§ **SUPPLIED PASSAGE**:
Reagan was in his second term, his economic program largely vindicated, although Republicans were soon to lose control of the Senate. He was ready to turn his focus to the world stage. Mr. Gorbachev had ascended to the leadership of the Soviet Communist Party the year before, at a time when his fellow commissars were geriatric and failing, a perfect emblem for the sclerotic Soviet economy. He was younger and more vigorous than his predecessors, a man who grasped the need for reform even as he hoped to mend rather than end communism.

It was Mr. Gorbachev who proposed the meeting in Reykjavik. It was supposed to be a prelude to a weightier Washington summit the following year. A cartoon reproduced in Mr. Adelman’s book shows the Soviet leader in a gown asking for a “pre-dance” to “get better acquainted before we really dance.” But before long, at Reykjavik, large reductions in nuclear weapons were on the table; so was Reagan’s desire to abolish nuclear weapons.

The two leaders came very close to a deal, one that would have achieved a 50% reduction in strategic nuclear arsenals and a total elimination of offensive ballistic missiles. A disagreement over confining the Strategic Defense Initiative—a proposed missile-defense program known as “Star Wars”—to the laboratory scuttled everything, and the summit ended with only terse laments for what might have been. The journalist Sam Donaldson described Reykjavik as a “very bad setback for the president,” the end of his “magic.”

Whereas Mr. Gorbachev saw SDI as a mortal threat pointed directly at Red Square, Reagan believed it to be, potentially at least, an almost impenetrable force field that would forever end the doctrine of mutually assured destruction, appropriately shorthanded as “MAD.” He called SDI “the greatest opportunity for peace in the twentieth century,” assuming, as he proposed, that the shield would be shared by the two superpowers.

§ **STORED ROWS**:
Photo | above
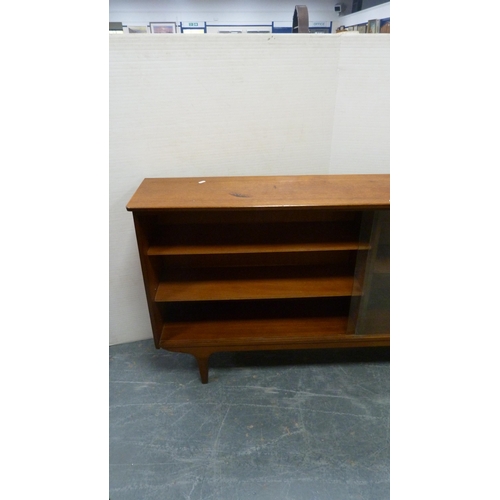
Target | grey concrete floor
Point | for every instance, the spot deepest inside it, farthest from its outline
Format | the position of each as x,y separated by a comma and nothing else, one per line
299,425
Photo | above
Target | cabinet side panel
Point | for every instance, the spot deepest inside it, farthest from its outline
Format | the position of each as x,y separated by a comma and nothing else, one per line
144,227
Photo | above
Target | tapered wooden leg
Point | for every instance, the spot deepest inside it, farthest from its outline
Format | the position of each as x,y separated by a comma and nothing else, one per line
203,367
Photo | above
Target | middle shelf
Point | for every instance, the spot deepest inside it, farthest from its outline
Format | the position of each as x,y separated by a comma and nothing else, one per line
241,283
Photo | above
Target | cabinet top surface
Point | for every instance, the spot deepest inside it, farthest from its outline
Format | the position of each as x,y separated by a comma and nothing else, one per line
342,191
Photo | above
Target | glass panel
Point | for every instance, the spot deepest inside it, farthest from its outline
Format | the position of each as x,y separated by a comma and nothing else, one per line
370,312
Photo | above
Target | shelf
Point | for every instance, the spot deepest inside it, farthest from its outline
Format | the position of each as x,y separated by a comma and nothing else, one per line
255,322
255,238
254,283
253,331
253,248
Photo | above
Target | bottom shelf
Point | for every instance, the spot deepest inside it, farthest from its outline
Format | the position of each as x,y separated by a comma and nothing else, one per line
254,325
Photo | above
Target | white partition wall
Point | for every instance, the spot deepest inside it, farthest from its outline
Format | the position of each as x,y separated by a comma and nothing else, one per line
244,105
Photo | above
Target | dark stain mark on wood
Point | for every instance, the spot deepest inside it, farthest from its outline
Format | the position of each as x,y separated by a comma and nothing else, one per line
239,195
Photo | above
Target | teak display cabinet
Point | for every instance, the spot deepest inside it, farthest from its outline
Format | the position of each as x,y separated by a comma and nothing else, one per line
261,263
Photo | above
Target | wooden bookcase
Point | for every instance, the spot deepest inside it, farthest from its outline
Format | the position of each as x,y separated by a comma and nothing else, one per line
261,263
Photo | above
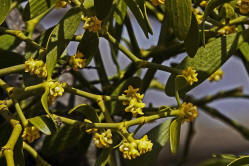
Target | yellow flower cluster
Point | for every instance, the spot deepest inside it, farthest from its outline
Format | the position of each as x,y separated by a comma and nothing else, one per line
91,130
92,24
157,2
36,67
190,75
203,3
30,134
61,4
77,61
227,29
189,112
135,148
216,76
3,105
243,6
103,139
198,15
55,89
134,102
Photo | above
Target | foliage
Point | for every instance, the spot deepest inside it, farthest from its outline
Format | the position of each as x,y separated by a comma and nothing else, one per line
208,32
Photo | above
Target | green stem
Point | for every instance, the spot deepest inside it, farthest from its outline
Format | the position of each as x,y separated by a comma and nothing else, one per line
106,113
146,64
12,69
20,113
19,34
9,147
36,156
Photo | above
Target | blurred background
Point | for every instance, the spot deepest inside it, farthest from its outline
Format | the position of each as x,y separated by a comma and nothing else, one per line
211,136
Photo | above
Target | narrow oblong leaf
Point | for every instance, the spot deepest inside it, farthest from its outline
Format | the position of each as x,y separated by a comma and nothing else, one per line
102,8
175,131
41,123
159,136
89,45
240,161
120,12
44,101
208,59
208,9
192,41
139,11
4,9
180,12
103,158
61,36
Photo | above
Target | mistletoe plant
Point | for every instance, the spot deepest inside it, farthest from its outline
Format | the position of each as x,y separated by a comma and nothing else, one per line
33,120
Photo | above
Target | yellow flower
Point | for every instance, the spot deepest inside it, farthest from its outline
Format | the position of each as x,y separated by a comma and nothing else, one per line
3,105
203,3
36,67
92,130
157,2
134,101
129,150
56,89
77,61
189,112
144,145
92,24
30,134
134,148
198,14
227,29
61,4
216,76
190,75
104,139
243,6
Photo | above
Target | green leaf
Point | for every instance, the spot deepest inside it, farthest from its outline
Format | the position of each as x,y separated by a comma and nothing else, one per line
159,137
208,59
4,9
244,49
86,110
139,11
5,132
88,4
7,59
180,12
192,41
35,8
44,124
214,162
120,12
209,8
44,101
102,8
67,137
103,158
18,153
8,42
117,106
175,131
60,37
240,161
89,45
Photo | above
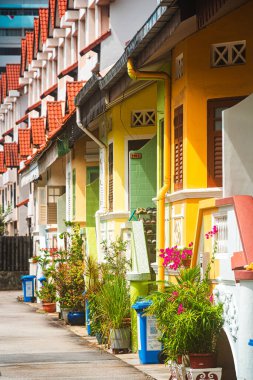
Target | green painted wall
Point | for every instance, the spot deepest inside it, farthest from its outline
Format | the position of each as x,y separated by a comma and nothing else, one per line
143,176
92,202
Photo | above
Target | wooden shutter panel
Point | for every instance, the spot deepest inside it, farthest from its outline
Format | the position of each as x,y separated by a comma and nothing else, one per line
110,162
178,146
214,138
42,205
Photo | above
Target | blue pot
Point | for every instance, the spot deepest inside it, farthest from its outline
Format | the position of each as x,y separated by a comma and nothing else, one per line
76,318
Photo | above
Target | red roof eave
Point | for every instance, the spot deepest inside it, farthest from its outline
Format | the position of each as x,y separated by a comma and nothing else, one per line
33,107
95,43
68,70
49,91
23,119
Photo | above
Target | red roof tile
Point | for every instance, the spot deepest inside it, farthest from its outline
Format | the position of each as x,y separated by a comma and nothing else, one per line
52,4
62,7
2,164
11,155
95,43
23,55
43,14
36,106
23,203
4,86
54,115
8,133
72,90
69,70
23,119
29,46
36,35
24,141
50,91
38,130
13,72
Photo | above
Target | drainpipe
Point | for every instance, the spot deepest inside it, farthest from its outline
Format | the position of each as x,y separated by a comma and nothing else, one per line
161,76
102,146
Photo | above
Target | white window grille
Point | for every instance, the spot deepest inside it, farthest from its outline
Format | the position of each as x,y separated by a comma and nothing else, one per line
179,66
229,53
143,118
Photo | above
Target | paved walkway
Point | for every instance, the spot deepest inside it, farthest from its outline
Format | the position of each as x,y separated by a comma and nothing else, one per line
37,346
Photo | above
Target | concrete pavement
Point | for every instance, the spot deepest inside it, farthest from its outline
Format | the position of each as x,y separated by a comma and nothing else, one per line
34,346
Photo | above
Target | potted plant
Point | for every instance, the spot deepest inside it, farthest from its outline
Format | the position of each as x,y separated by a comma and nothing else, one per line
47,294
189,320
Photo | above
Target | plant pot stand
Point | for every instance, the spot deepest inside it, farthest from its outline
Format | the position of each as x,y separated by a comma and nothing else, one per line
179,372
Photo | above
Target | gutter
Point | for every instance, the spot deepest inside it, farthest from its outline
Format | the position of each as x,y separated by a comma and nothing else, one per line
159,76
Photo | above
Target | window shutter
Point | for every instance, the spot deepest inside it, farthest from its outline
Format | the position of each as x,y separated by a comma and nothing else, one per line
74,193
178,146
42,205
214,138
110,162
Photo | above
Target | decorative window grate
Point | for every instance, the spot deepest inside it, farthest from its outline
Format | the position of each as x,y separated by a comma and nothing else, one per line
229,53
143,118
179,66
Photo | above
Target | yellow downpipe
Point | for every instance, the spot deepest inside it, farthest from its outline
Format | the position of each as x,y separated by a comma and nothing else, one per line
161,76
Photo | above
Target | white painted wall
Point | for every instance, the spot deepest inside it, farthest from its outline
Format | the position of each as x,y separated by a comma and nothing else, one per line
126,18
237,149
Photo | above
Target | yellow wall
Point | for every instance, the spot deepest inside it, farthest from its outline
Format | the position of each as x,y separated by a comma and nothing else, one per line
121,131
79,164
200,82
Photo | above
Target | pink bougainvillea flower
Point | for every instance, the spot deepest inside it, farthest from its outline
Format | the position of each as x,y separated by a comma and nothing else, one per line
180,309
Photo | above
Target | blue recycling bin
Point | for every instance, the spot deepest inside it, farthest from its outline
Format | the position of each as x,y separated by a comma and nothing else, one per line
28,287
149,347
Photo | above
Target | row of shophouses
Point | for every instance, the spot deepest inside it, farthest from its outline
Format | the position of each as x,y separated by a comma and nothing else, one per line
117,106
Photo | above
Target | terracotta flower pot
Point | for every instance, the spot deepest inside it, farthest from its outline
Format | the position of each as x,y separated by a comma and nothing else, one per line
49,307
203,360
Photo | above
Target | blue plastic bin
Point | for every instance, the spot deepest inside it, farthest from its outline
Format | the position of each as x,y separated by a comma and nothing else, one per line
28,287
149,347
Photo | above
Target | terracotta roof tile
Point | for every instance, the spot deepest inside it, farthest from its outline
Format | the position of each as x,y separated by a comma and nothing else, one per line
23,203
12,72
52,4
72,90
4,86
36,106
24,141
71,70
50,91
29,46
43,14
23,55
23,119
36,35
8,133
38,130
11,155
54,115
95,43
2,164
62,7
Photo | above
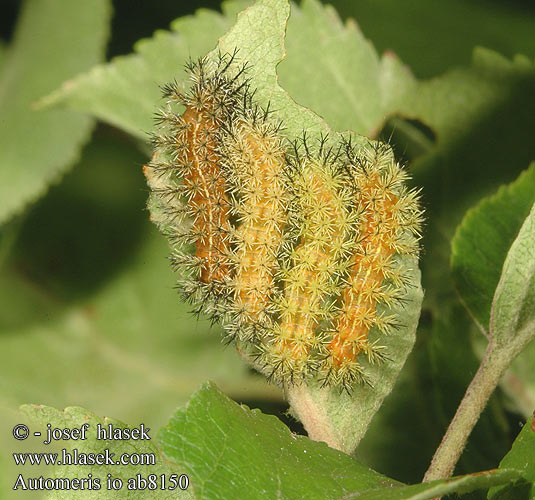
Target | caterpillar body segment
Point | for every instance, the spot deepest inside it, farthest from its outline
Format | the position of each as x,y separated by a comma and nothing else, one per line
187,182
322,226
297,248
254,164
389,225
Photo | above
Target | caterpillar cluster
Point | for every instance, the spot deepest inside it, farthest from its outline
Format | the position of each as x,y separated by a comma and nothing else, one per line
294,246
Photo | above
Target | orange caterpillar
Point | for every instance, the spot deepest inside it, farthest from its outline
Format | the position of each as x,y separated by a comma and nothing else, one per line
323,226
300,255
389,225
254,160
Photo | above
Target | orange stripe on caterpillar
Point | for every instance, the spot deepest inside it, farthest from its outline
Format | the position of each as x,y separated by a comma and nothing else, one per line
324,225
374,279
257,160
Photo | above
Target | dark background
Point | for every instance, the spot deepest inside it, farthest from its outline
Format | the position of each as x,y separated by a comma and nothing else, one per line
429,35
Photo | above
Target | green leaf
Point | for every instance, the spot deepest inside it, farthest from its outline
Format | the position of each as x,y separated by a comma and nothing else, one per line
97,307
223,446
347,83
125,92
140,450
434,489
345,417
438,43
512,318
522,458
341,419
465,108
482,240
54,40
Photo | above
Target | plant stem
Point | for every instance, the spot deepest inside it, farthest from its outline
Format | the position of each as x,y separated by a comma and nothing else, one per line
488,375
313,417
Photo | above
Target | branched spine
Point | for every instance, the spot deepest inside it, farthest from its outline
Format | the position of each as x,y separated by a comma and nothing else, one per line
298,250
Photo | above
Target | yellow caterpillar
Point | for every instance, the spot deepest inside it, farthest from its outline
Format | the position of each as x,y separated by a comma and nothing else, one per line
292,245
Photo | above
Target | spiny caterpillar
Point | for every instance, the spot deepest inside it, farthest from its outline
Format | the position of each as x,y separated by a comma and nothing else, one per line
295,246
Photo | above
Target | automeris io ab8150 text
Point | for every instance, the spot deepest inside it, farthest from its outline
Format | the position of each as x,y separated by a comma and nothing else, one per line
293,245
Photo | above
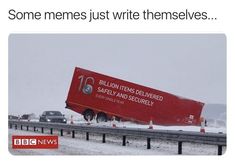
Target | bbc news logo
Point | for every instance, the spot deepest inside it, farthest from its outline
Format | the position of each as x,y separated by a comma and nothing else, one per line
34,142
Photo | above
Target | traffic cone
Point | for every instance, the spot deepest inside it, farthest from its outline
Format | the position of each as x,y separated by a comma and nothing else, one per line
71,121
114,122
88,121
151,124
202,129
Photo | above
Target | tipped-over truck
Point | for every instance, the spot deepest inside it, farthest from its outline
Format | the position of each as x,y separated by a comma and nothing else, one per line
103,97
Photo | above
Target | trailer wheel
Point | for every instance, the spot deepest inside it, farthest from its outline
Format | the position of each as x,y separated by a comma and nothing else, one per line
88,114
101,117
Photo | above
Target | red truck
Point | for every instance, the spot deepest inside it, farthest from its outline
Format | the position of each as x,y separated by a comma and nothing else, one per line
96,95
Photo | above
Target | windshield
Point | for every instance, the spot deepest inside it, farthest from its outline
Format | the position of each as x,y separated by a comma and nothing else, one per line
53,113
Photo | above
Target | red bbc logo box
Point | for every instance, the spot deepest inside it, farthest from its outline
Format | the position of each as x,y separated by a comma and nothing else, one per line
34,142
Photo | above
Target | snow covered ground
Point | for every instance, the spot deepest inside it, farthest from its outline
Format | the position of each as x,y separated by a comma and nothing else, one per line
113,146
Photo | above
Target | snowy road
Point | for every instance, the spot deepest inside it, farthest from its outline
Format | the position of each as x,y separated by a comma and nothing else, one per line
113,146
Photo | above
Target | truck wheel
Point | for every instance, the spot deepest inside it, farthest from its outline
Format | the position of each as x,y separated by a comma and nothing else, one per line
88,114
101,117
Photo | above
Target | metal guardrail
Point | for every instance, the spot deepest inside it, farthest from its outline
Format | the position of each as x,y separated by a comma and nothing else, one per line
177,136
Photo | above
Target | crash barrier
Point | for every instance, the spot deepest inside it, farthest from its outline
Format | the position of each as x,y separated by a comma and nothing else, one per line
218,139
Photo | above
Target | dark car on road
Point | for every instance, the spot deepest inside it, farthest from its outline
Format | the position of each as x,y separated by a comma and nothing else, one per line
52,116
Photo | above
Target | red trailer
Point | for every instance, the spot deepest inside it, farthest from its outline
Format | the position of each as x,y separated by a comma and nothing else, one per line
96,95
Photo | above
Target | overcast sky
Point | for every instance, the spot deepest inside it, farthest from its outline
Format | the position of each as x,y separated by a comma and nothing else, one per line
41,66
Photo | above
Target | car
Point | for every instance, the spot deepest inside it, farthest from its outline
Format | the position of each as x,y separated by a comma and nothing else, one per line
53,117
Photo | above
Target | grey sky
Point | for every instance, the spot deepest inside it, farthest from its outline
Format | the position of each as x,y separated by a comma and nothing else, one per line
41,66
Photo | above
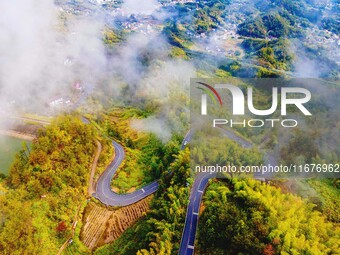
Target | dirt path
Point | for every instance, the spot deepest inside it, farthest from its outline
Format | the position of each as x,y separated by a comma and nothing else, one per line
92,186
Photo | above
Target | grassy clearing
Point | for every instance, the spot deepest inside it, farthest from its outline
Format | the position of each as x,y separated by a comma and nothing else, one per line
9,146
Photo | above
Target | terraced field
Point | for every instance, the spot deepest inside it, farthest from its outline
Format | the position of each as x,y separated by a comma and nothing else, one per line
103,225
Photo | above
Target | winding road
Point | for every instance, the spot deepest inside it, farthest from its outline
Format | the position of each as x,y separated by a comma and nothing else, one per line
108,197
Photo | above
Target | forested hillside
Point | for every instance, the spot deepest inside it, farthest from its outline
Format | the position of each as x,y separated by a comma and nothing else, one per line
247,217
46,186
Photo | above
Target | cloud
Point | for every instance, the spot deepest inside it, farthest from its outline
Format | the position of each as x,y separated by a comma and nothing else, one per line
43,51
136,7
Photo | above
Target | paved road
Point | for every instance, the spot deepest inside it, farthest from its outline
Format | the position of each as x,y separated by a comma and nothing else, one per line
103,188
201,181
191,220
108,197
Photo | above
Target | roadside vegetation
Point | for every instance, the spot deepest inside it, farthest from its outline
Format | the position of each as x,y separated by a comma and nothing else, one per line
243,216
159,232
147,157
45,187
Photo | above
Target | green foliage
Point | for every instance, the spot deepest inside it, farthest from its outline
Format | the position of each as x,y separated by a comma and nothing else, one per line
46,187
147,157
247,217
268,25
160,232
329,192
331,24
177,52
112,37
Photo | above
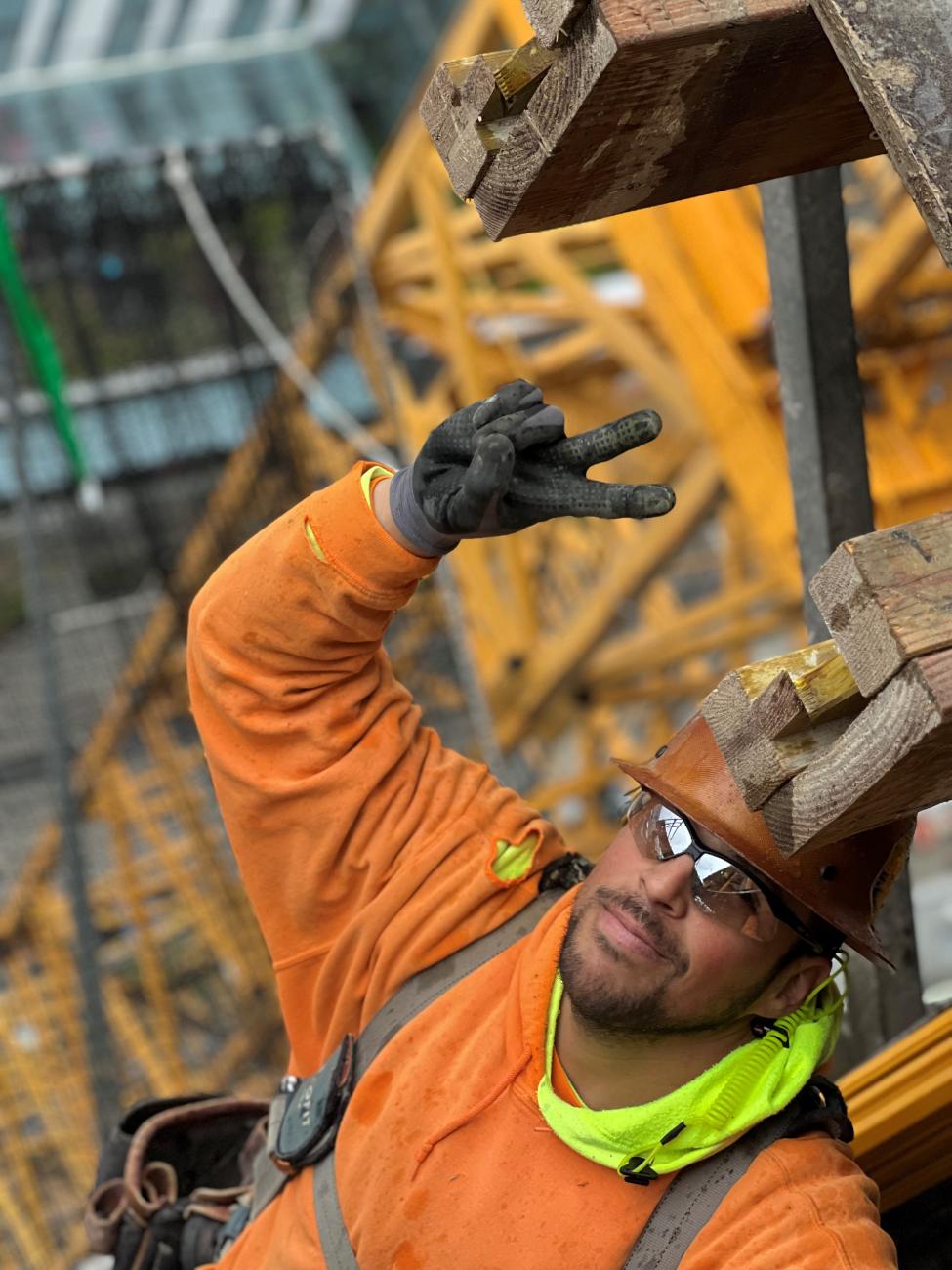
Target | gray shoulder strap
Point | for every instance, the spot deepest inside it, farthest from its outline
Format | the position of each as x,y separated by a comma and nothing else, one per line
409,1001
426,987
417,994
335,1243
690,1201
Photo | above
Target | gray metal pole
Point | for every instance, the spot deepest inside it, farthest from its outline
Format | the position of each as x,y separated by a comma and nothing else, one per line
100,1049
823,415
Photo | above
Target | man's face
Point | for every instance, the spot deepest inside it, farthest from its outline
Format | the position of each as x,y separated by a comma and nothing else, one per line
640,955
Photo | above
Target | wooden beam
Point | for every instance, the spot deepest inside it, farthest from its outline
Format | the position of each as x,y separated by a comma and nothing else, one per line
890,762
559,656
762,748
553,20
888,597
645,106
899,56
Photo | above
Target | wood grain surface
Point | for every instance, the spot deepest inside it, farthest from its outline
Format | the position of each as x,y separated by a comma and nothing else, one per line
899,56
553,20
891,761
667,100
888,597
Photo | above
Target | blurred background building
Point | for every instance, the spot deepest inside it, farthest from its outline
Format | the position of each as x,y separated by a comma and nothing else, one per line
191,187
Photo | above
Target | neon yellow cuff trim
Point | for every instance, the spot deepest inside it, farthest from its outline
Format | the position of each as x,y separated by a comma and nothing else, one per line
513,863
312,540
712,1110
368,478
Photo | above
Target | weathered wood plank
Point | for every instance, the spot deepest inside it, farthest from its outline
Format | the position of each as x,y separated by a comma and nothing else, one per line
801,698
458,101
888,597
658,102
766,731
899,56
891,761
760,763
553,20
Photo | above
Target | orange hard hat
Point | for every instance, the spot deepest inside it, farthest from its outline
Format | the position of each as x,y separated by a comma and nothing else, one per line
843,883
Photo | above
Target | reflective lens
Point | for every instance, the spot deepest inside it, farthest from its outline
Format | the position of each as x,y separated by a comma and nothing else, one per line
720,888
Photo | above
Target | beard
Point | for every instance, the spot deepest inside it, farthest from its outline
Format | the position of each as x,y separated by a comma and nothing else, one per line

§ **INSTRUCTIONS**:
**a.** Retype the passage on the Reykjavik summit from "It was Mr. Gorbachev" up to and including "abolish nuclear weapons.".
**b.** Using the passage on the Reykjavik summit, mark each statement yes or no and quote the words of the passage that decide it: (i) Reagan proposed the meeting in Reykjavik. (ii) The Reykjavik meeting was meant to come before a summit in Washington. (iii) The near deal would have cut strategic nuclear arsenals by 50%.
**c.** Carry on the passage on the Reykjavik summit, starting after its final sentence.

§ **RESPONSES IN ORDER**:
**a.**
It was Mr. Gorbachev who proposed the meeting in Reykjavik. It was supposed to be a prelude to a weightier Washington summit the following year. A cartoon reproduced in Mr. Adelman’s book shows the Soviet leader in a gown asking for a “pre-dance” to “get better acquainted before we really dance.” But before long, at Reykjavik, large reductions in nuclear weapons were on the table; so was Reagan’s desire to abolish nuclear weapons.

**b.**
(i) No: "It was Mr. Gorbachev who proposed the meeting in Reykjavik."
(ii) Yes: "It was supposed to be a prelude to a weightier Washington summit the following year."
(iii) Yes: "one that would have achieved a 50% reduction in strategic nuclear arsenals"

**c.**
In truth, Mr. Adelman admits, SDI was neither threat nor savior. Reagan’s “faith in SDI was heartfelt,” Mr. Adelman writes, but at that point in history “SDI wasn’t much more than a presidential aspiration.” Reagan nevertheless told Mr. Gorbachev: “Think of us two, you and me, standing there and telling the world we have SDI, and asking others to join us in getting rid of these terrible nuclear weapons.” Mr. Gorbachev responded icily, “My remarks in reply will be less philosophical.”

The two leaders nevertheless engaged in plenty of philosophical discussion. Mr. Gorbachev scolded Reagan for his earlier talk of an “evil empire.” Reagan pointedly said that Soviet citizens who disagree with their government wind up in jail. Mr. Adelman describes the testy dialogue as “exceeding the Nixon-Khrushchev ‘kitchen cabinet’ debate in the summer of 1959.”

From these exchanges, Mr. Adelman contends, sprang a personal breakthrough between Reagan and Mr. Gorbachev that made their later arms-control success possible—notably, their agreement, in 1987, to eliminate intermediate-range and shorter-range missiles. At Reykjavik, they grew to like and respect each other. “Evidence indicates,” Mr. Adelman dryly remarks, “that personal relations count a lot in international politics, as in life.”

Reagan’s position on SDI left the Soviets—who were already spending 30% of their GNP on the military—with few options. The eventual result, Mr. Adelman says, was a safer world. “Anyone who asserts that our current predicament is more precarious than that during the Cold War either didn’t live during the Cold War or wasn’t alert to its dangers.”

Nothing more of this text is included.